─── TASK INPUT
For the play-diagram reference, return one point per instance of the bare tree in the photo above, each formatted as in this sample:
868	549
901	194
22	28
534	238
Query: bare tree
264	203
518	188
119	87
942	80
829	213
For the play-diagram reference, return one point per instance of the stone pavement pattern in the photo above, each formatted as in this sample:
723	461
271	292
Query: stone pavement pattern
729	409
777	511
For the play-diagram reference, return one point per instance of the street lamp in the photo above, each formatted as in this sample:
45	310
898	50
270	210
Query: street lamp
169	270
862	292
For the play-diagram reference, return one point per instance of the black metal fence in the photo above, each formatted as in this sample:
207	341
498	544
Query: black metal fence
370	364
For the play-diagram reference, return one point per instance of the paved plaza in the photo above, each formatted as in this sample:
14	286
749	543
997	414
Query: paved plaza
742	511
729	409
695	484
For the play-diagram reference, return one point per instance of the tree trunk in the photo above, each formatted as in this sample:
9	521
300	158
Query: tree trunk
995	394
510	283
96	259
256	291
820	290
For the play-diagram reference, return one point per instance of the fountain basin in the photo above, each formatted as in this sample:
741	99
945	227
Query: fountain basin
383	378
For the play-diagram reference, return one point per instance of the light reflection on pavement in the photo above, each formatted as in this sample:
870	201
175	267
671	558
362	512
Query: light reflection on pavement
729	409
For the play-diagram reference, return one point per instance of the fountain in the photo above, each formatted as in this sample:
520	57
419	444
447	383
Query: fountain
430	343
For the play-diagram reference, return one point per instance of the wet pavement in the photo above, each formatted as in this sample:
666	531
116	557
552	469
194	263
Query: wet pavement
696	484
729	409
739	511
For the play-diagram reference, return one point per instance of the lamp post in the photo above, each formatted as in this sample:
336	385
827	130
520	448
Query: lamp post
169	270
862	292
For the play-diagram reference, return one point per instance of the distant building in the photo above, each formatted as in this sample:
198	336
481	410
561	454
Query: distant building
──────
TASK DESCRIPTION:
Go through the listing above and list every line that has the word "distant".

TASK OUTPUT:
For the play-diagram reference, return one point per instance of the distant building in the photo above, each formatted as in this sample:
Query: distant building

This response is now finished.